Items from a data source
= = =

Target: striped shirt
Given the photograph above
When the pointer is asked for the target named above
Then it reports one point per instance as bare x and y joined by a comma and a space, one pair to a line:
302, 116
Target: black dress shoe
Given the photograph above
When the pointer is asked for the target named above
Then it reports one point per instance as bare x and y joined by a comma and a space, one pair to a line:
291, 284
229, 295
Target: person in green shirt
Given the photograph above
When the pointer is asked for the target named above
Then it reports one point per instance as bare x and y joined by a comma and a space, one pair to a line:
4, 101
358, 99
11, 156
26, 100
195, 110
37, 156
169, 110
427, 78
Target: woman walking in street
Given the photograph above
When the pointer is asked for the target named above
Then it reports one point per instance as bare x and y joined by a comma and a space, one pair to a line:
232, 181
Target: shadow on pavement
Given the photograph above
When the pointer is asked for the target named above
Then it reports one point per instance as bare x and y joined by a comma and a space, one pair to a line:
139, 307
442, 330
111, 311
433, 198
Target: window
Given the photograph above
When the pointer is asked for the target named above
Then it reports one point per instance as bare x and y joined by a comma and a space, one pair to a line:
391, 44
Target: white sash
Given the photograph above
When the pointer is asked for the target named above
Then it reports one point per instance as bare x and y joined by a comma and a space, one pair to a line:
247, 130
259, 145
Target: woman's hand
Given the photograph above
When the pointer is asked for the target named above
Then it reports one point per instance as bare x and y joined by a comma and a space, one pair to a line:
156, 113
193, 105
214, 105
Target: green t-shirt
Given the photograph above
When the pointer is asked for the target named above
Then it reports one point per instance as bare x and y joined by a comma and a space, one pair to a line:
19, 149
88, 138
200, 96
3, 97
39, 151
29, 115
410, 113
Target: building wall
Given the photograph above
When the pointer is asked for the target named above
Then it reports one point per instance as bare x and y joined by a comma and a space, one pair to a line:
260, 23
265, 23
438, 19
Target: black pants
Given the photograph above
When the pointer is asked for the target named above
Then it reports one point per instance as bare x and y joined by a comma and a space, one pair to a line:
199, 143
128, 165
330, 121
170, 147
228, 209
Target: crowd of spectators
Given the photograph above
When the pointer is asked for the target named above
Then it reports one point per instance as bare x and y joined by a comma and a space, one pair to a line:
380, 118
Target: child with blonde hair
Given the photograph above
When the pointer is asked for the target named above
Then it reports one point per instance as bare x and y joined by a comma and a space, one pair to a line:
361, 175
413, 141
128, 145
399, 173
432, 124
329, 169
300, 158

= = =

Convert the whole listing above into a JSON list of strings, one string per line, with blank lines omitted.

[
  "Target: striped shirt",
  "Given the photograph above",
  "When the pointer is asked for the target named above",
  "Then it reports one point per instance as bare x and y joined by a comma and a space, one pair to a line:",
  "302, 116",
  "Target: black dress shoe",
  "Given the photograph above",
  "When the pointer is asked for the target named above",
  "Then it reports one point per instance as bare x and y joined by a comma and a space, one pair to a line:",
  "291, 284",
  "229, 295",
  "Target: person in green shirt",
  "Given the photograph above",
  "When the pointer is asked for the target named above",
  "Then it reports one point per instance as bare x and y joined by a comma and a space, one pair to a line:",
  "4, 101",
  "358, 99",
  "11, 156",
  "26, 100",
  "195, 110",
  "37, 156",
  "169, 110",
  "427, 78",
  "Target: woman walking in street",
  "Given the photograph above",
  "When the pointer is asked for the target named above",
  "Then it reports one point per instance as bare x and y joined by a comma and a space, one pair to a line:",
  "232, 181",
  "Target: shadow on pavement",
  "Given the photograph above",
  "When the pointer is asked for the target named above",
  "Then it reports one point per instance as bare x and y joined by a comma and a space, one pair to a line:",
  "139, 307",
  "442, 330",
  "111, 311",
  "433, 198",
  "Target: window",
  "Given the photograph above",
  "When the pointer is asked for the target named above",
  "Then it reports one point per instance as bare x and y joined by a comma and a space, one pair to a line:",
  "391, 44",
  "Target: white sash",
  "Given the photograph above",
  "When the pointer is asked for the target named above",
  "Then it reports one point per instance as bare x and y joined by a comma and a space, one pair to a line:",
  "247, 130",
  "259, 145",
  "Target: woman's hand",
  "Given the photograph above",
  "When the pointer is asked for the target named above",
  "Then it reports one point per instance as bare x and y joined by a comma and a space, one pair to a line:",
  "156, 113",
  "193, 105",
  "214, 105",
  "Target: green t-shirt",
  "Given the photograph above",
  "When the pointer is asked for the target named above",
  "Then it reports one point per instance as bare x and y joined by a comma and a space, one pair to a line:",
  "19, 149",
  "88, 138",
  "200, 96",
  "3, 97",
  "39, 151",
  "29, 115",
  "410, 113",
  "Target: building wall",
  "Given the photograph above",
  "When the pointer is asked for the target named above",
  "Then it reports one point per instance as bare x and y joined by a comma and a space, one pair to a line:",
  "260, 23",
  "265, 23",
  "438, 19",
  "Target: black pants",
  "Given the photograph above",
  "When the pointer is asked for the target named above",
  "Then it reports one point per instance as bare x and y joined by a comma and a space, one pair to a line:",
  "199, 143",
  "128, 165",
  "330, 121",
  "170, 147",
  "228, 209",
  "Target: crowd of spectators",
  "Given the photograph above",
  "When the pointer is asked for the target named above",
  "Then it reports one point per instance as bare x and y joined by a comma and a space, one pair to a line:",
  "380, 118",
  "Target: child with blonde hair",
  "Given the photograph above",
  "When the pointer is asked for the target named above",
  "Then it reports one point per instance as bare x and y joined by a comma and a space, one pair to a line:",
  "361, 175",
  "413, 141",
  "128, 145",
  "399, 173",
  "432, 124",
  "329, 169",
  "300, 158"
]